--- START ---

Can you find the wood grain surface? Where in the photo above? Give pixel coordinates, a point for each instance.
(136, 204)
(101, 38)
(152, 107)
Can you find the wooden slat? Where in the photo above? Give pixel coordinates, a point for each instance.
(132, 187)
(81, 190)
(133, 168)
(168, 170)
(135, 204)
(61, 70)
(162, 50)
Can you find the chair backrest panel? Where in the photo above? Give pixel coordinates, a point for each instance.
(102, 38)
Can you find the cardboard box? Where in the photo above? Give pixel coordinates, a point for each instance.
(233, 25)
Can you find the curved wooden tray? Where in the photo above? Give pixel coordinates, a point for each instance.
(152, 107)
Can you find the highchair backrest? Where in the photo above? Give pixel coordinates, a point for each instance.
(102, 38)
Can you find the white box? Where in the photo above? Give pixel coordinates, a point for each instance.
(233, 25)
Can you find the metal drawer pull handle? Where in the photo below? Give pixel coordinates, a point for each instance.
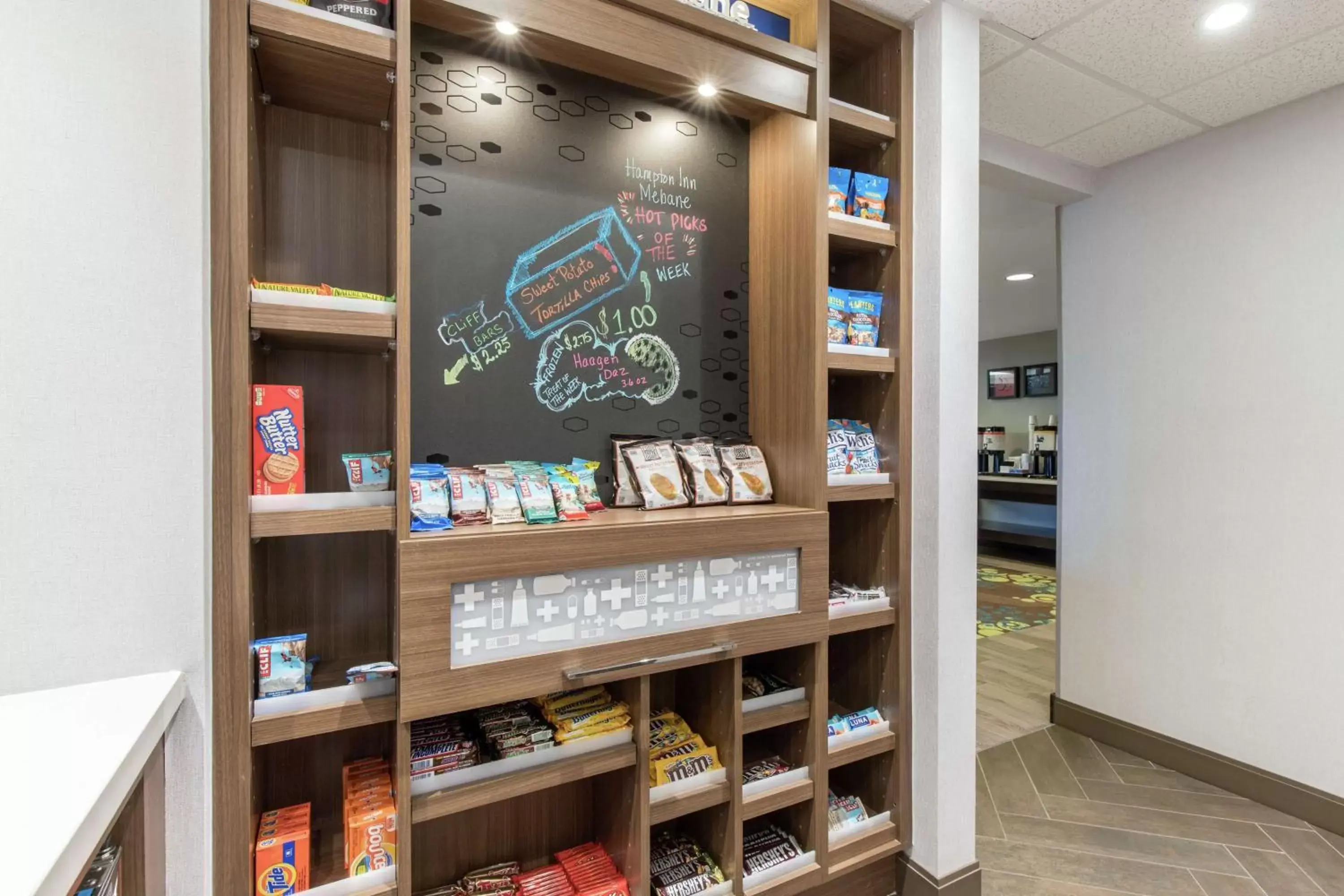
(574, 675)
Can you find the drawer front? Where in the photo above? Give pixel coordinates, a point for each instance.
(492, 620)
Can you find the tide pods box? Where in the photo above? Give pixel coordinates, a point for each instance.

--- END ---
--- START ---

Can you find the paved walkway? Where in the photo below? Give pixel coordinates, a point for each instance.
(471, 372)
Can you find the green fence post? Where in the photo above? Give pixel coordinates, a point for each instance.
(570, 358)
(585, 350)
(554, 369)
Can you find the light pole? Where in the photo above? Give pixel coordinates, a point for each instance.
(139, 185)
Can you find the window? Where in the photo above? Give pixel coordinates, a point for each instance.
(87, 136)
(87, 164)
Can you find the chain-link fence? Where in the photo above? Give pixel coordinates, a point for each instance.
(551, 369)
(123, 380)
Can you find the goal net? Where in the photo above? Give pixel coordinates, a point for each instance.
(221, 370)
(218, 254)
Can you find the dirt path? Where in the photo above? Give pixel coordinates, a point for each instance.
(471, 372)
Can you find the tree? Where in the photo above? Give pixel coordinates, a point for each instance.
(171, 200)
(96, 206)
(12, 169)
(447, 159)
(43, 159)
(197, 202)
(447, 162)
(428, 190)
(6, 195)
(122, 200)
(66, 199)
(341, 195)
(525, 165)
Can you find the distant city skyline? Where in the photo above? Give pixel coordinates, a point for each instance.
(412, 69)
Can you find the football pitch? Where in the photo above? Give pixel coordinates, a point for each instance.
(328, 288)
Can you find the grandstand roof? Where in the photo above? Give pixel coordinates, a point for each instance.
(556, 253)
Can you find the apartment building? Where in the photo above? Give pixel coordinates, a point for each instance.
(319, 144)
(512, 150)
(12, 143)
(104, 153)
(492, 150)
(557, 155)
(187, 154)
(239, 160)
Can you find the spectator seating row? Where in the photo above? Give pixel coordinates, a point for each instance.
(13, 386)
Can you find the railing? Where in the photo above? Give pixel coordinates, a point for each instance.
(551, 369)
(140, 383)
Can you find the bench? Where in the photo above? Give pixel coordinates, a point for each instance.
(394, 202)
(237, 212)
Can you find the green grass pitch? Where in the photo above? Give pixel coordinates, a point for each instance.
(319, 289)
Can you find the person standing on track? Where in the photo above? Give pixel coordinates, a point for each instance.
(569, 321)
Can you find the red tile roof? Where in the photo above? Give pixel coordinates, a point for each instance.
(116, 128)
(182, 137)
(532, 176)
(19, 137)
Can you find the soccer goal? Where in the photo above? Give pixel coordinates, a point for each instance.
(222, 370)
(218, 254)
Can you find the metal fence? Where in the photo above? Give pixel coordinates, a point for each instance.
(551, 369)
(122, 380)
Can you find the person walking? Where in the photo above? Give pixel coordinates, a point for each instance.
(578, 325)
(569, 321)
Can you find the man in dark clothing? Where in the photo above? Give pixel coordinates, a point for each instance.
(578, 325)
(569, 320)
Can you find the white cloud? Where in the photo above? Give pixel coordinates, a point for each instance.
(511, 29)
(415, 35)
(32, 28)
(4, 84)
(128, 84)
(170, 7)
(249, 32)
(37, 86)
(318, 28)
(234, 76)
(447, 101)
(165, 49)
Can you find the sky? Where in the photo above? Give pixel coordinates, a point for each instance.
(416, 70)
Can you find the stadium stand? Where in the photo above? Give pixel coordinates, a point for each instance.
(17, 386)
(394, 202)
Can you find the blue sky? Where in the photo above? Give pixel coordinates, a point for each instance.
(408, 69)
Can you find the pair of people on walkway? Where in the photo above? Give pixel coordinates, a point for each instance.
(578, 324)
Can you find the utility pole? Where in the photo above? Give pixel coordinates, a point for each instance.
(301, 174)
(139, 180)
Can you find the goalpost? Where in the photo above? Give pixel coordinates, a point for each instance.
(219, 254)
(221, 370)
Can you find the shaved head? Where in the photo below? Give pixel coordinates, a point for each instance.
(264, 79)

--- END ---
--- START ---

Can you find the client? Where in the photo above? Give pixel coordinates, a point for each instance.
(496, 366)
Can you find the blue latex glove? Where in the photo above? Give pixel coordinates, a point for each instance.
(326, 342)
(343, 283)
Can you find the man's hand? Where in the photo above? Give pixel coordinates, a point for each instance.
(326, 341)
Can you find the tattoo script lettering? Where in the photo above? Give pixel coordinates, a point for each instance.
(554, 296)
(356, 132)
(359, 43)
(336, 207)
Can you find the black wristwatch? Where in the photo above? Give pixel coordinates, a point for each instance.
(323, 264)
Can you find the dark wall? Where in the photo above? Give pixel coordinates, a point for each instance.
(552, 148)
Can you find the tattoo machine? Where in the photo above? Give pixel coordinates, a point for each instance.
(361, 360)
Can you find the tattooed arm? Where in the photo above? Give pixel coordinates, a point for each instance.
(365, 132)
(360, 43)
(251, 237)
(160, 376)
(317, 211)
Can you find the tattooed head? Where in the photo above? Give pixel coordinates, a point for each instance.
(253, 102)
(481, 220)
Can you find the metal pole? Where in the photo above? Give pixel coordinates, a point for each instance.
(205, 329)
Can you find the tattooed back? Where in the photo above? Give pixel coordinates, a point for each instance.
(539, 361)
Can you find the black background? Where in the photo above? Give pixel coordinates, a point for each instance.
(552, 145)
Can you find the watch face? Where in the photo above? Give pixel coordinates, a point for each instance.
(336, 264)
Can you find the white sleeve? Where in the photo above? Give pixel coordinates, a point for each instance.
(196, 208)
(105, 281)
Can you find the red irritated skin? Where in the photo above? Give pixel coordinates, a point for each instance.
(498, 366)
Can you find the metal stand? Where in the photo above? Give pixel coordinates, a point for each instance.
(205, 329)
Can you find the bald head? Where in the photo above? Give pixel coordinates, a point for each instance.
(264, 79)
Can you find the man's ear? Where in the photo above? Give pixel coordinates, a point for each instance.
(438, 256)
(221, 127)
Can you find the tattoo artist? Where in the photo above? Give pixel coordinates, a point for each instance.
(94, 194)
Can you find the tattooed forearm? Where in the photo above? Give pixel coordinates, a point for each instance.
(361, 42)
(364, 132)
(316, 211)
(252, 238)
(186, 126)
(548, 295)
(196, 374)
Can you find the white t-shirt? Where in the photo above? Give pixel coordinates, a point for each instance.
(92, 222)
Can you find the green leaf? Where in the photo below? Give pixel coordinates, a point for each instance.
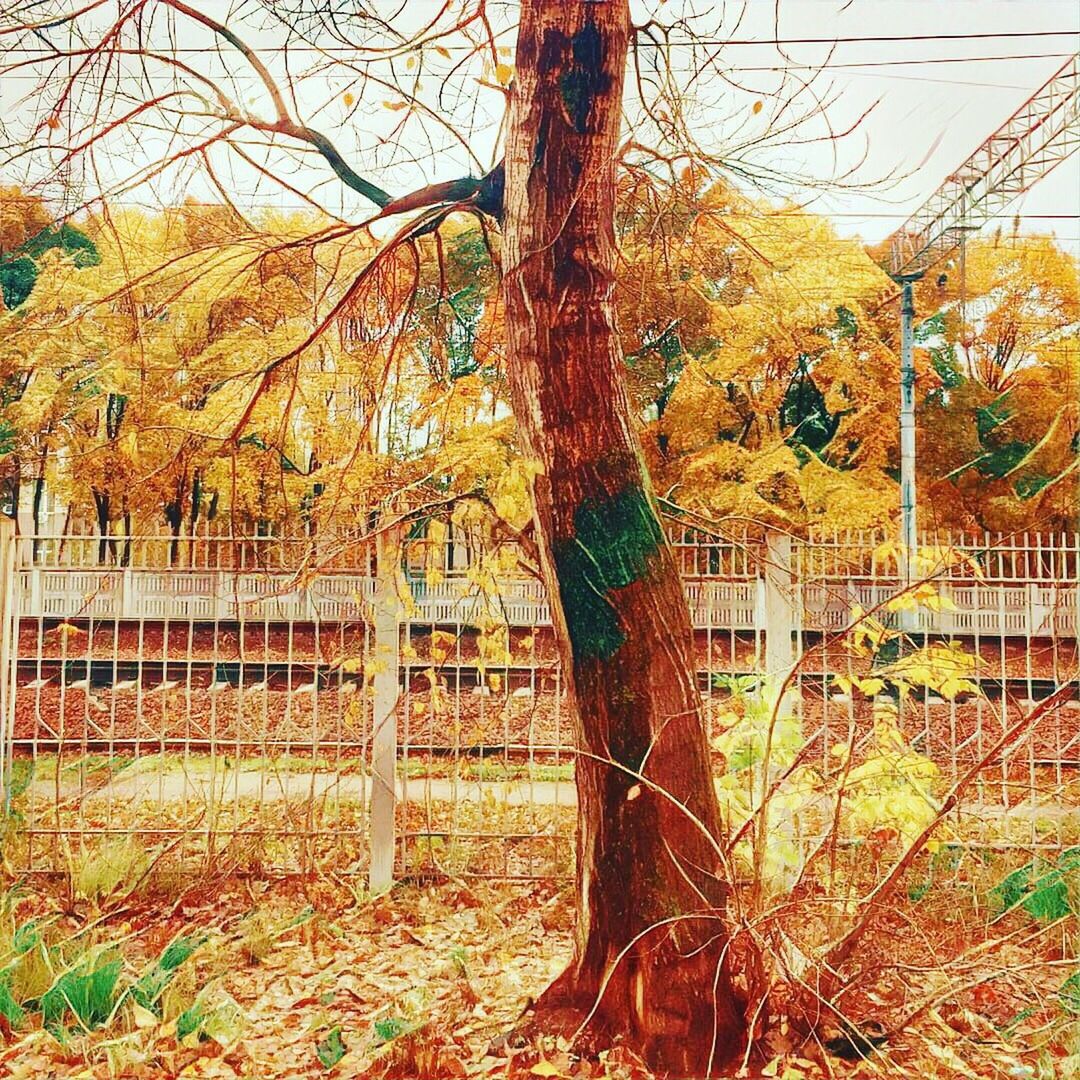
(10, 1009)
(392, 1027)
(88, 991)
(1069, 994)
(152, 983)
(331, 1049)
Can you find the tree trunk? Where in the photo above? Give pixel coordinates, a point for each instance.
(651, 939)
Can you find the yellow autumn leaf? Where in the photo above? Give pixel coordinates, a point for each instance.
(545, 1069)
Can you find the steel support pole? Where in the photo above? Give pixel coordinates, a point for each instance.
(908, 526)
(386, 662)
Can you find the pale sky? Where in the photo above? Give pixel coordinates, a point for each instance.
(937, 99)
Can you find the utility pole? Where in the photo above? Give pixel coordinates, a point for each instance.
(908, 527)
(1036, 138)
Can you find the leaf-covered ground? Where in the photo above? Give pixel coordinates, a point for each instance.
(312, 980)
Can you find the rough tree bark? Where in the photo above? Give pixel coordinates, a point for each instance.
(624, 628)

--- END ---

▸ WHAT YOU ARE ASKED TO DO:
Output only the lines above from the line that holds "Can you find the wood grain" through the line that holds "Can you find the tide", both ends included, and exclude pictures.

▸ PROBLEM SOLUTION:
Can you find the wood grain surface? Where in the photo above? Give pixel coordinates, a point for each instance.
(136, 204)
(101, 38)
(152, 107)
Can you find the wooden slat? Where in the photo above? Give pixel coordinates, a point for each instance.
(132, 187)
(81, 190)
(133, 168)
(168, 170)
(135, 204)
(61, 70)
(162, 50)
Can you find the chair backrest panel? Where in the photo above? Give pixel coordinates, a point for each instance.
(102, 38)
Can you find the cardboard box? Where in the photo above? Give pixel coordinates, a point for each instance.
(233, 25)
Can you find the curved wooden tray? Where in the photo above? Give pixel coordinates, a point for each instance.
(152, 107)
Can you find the highchair backrest? Where in the photo above? Give pixel coordinates, a point for each instance.
(102, 38)
Can you find the white box? Where in the photo above? Give pixel coordinates, a point for each instance.
(233, 25)
Can you find the metal drawer pull handle? Where in the photo below? Give pixel coordinates, a point for each instance.
(574, 675)
Can you find the drawer front? Where in the photo above? Give pixel coordinates, a point for each instance.
(492, 620)
Can you find the tide pods box? Where in the photo above? Give pixel coordinates, a point for each instance.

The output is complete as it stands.